## BEGIN EXCERPTED PASSAGE

Tom Cruise Week Second-Round Recap: A Salute to Lt. Daniel Kaffee

Elias Stein

Let’s talk about Tom Cruise the destroyer and Tom Cruise the destroyed. Since we are running a bracket in which various Cruise characters — from the big screen and elsewhere — are pitted against one another, it seems like a good time to look at some examples of him going one-on-one against other actors.

Acting isn’t a competition, but there is something inherently competitive about watching two people share a scene. There may not be a final score, a winner, or a loser, but in some ways the result of watching two actors face off can have more profound and long-lasting effects beyond winning and losing. It can change the way you see an actor. This is especially true for Cruise.

He hasn’t had his lunch money taken, head’s up, in a film since Philip Seymour Hoffman strapped him to a chair and put a gun to his girlfriend’s head in Mission: Impossible III.

Cruise can’t handle the contempt Hoffman has for him in this scene. I can barely handle it. It’s too real. You ever want to really shut someone down? Just say, “It’s not in Paris. Five.” The remarkable thing about this scene — the highlight of what is a largely incomprehensible movie — is how Hoffman seems to be critiquing Cruise as an actor. Everything Cruise’s Ethan Hunt tries — from appealing to Hoffman’s Owen Davian as “a gentleman,” to raging out and threatening to kill him, with some pleading, lying, and stalling thrown in — is tossed back in his face. Hoffman is not amused by any of it. He barely moves. It might be the worst review of Cruise’s career. Thankfully, Hoffman wasn’t in that living room when Jerry Maguire went running through the secret garden to win back Dorothy Boyd — he never would have made it through the door.

## END EXCERPTED PASSAGE

#### TASK A
Which fictional characters does the Tom Cruise recap name? List every one.

## BEGIN AVAILABLE RECORDS

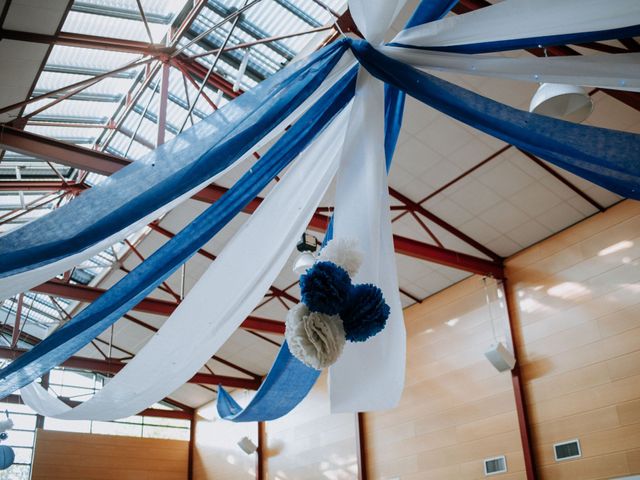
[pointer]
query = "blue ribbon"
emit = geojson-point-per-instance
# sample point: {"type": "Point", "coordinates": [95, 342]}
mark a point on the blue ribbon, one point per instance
{"type": "Point", "coordinates": [154, 270]}
{"type": "Point", "coordinates": [140, 188]}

## END AVAILABLE RECORDS

#### TASK B
Which lines of the records contain the string "blue"? Show each of them, treating case as significant.

#### WRITTEN RESPONSE A
Lt. Daniel Kaffee, Ethan Hunt, Owen Davian, Jerry Maguire, Dorothy Boyd

#### WRITTEN RESPONSE B
query = "blue ribbon"
mark a point on the blue ribbon, one point per instance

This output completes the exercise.